Exercise details
Transcribe each record precisely; images stay out.

Records to process

[Start of Attachment]

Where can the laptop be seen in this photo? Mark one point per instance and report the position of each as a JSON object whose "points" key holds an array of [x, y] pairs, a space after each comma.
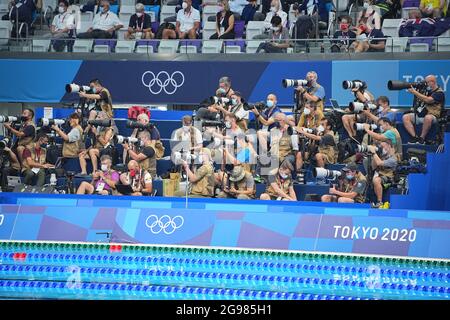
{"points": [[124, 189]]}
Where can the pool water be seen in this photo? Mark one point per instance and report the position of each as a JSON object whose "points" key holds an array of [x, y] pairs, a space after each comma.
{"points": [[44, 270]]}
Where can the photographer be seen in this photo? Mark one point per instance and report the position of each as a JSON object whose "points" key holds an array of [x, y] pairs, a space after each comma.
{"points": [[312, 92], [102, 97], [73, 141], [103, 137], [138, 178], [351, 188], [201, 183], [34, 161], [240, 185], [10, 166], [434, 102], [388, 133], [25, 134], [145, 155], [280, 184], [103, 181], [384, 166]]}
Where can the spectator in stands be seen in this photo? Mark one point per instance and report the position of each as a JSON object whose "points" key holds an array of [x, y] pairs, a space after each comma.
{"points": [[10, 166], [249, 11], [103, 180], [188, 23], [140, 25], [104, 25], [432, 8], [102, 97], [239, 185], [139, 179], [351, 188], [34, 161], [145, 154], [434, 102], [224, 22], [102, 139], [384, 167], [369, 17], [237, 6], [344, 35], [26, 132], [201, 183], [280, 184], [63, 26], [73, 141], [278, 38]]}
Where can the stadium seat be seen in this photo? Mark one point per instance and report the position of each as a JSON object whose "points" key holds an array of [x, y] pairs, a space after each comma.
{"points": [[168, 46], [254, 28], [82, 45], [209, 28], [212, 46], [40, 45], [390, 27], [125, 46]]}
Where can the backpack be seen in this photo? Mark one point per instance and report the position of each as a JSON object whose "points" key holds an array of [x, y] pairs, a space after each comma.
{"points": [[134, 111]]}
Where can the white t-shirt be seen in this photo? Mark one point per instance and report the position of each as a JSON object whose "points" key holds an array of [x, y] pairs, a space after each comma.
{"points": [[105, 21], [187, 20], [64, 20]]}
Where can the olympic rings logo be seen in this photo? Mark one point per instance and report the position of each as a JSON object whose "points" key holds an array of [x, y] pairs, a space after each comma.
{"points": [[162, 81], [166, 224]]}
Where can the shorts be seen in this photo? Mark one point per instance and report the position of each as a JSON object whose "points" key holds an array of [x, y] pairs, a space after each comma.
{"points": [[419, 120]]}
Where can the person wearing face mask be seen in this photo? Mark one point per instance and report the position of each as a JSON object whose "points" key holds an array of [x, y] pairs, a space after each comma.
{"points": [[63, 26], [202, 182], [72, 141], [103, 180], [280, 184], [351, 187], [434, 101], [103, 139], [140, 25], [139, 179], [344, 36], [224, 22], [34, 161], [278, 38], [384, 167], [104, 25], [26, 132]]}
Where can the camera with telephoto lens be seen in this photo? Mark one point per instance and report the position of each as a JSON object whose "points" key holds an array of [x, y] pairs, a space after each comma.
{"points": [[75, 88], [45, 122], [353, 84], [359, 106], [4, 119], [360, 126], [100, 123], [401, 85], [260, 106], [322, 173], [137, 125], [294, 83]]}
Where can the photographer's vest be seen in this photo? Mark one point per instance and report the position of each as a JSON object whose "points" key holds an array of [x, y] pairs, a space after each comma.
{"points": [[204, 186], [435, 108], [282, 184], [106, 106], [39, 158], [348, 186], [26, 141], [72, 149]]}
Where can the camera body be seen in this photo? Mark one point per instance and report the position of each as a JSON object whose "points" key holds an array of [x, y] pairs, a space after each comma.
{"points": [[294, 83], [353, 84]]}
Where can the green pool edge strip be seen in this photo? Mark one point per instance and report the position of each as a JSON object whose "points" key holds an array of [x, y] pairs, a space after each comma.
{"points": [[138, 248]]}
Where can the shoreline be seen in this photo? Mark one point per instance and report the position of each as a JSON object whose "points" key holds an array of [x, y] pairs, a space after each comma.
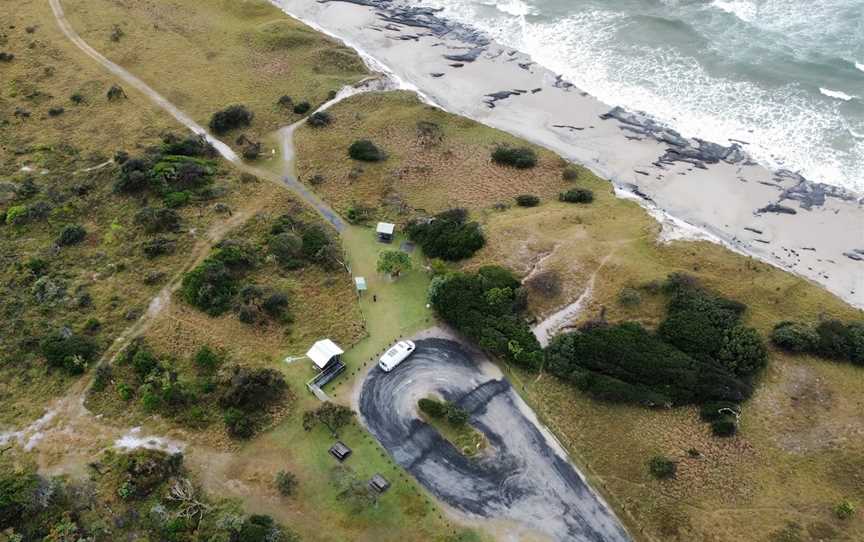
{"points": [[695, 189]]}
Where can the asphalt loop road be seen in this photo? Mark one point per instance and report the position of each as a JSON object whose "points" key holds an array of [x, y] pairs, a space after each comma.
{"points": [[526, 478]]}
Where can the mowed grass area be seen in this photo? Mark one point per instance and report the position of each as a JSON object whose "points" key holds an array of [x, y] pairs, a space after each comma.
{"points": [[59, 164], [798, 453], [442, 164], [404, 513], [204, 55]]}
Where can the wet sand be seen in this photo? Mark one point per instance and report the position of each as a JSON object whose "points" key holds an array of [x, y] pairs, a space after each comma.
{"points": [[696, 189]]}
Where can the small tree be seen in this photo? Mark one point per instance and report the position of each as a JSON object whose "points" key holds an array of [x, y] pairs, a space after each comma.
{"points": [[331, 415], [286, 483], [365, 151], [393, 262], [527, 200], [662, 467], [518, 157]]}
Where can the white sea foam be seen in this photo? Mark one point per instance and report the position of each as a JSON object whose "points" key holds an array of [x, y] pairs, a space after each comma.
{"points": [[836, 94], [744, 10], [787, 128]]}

[End of Attachment]

Answer to the exercise
Where can the laptop be seen in this photo? Mark one point per instance and report the position of each as a JSON object whose "points" key holds an array of [x, y] pairs, a space after each comma.
{"points": [[124, 189]]}
Where can the pool water be seen in this photo? Mark one point per instance and report the position of each as a JSON object whose "points" key holds an array of [x, y] pairs, a space after each comma.
{"points": [[44, 270]]}
Where can the photographer be seen in this photo? Mark one point per instance and report the position of each as a JSON object whose "points" key holds an array of [x, y] pairs, a space after each comma.
{"points": [[312, 92], [102, 97], [73, 141], [103, 137], [138, 178], [351, 188], [201, 183], [34, 161], [240, 185], [10, 166], [434, 102], [388, 133], [25, 134], [145, 155], [280, 184], [103, 181], [384, 166]]}
Where can the spectator in stands be seen in this photo? Mark one point per instance and report the position of each as a JSON object whose "points" key holds an array of [x, y] pairs, a space after each comma.
{"points": [[10, 166], [249, 11], [103, 180], [188, 23], [140, 25], [104, 25], [432, 8], [102, 97], [239, 185], [139, 179], [351, 188], [34, 161], [145, 154], [434, 102], [224, 22], [102, 139], [384, 167], [369, 17], [237, 6], [344, 35], [26, 132], [201, 183], [280, 184], [63, 26], [73, 141], [278, 38]]}
Where can the stadium seat be seen in this photo? Mark one point per instance and report the position of each as a JSON object whose "points" key holds an array of [x, y] pairs, a space after each comma.
{"points": [[168, 46], [254, 28], [82, 45], [209, 28], [212, 46], [40, 45], [390, 27], [125, 46]]}
Where can the backpack be seen in this photo? Mark one point per instance and report the position of each as a JSON object whose "points" key holds an array of [x, y] pairs, a space after each comma.
{"points": [[134, 111]]}
Where can the white t-shirt be seen in this photo? Mark one point per instance and report the position of each as a JSON object whose "points" key holds an array of [x, y] pairs, a space after each comma.
{"points": [[105, 21], [187, 20], [64, 20]]}
Where can the olympic rings logo be seen in this photo? Mark one point per instance and report the position of each as a JSON object whose "points" key holds an array of [x, y] pairs, a space after each comma.
{"points": [[162, 81], [166, 224]]}
Where can the shorts be seen in this photo? Mark one point per instance and report the position of each as a JSON object whose "points" key holds an array of [x, y] pairs, a space after each comma.
{"points": [[419, 120]]}
Where can the person wearing face mask be seen in this photo? Mark one point per instance and report the position of each as a JSON object whose "points" key holds an array of [x, y] pairs, a space after each comma.
{"points": [[63, 26], [202, 182], [72, 141], [103, 180], [280, 184], [351, 187], [434, 101], [103, 139], [140, 25], [139, 179], [344, 36], [224, 22], [34, 161], [278, 38], [384, 167], [104, 25], [26, 132]]}
Where can the camera with telephoto lens be seen in this photo? Mark one point per instance and report the position of each as a JSON object whose "points" key holds an array of [x, y] pairs, a space after each comma.
{"points": [[75, 88], [45, 122], [353, 84], [359, 106], [4, 119], [360, 126], [100, 123], [401, 85], [260, 106], [322, 173], [137, 125], [294, 83]]}
Where can the photographer's vest be seen in this photo? Mark one point per instance and report the position of each as a JSON object whose "points" key holds an array of [x, y] pairs, a space after each comma.
{"points": [[204, 186], [435, 108], [282, 184], [106, 106], [39, 158], [348, 186], [26, 141], [72, 149]]}
Where can the camera body be seen in this photo? Mark one point per instance and report the position of each as a JSON object whose "points" key holds an array of [x, y] pairs, a space after each comma.
{"points": [[294, 83], [353, 84]]}
Where can the green pool edge strip be seen in this photo? Mark one point per instance and report the position of each as a JSON object whose "points" key holds an array of [x, y] pairs, a space after each comma.
{"points": [[138, 248]]}
Where can the shoreline be seen in this photo? Mark one point per instance and report the position of each as a JSON object whose "points" key holds an array of [x, y] pairs, a space after each comma.
{"points": [[695, 189]]}
Where can the asphalt loop road be seen in this photo? Mark one point per instance and report the position of each as a JSON object whose "points" key holds an array of [x, y] pairs, a space after each comma.
{"points": [[526, 478]]}
Where can the mowed grass area be seen in this photo? Mark one point per instance and report the position of each as a JSON object whose "points" key holds an array of [x, y] pairs, a space after each comma.
{"points": [[59, 164], [798, 453], [442, 164], [404, 513], [204, 55]]}
Where can the wet sand be seen in this photo? Mark one point per instance and report the position of each as a JSON object whose "points" key holds an array of [x, y] pairs, a space after each comma.
{"points": [[696, 189]]}
Where can the small tree be seen in this photo? Mark one point per instance and report the position of each as a JSON object whose "points" key holds an array of [x, y] pairs, a space after each comma.
{"points": [[331, 415], [286, 483], [365, 151], [393, 262], [527, 200], [662, 467], [518, 157]]}
Where can the white sea foam be seen in this photo? Mark one point per instance and report the position of each as a JSON object whose "points" key holds an array of [x, y] pairs, a space after each comma.
{"points": [[836, 94], [744, 10], [787, 128]]}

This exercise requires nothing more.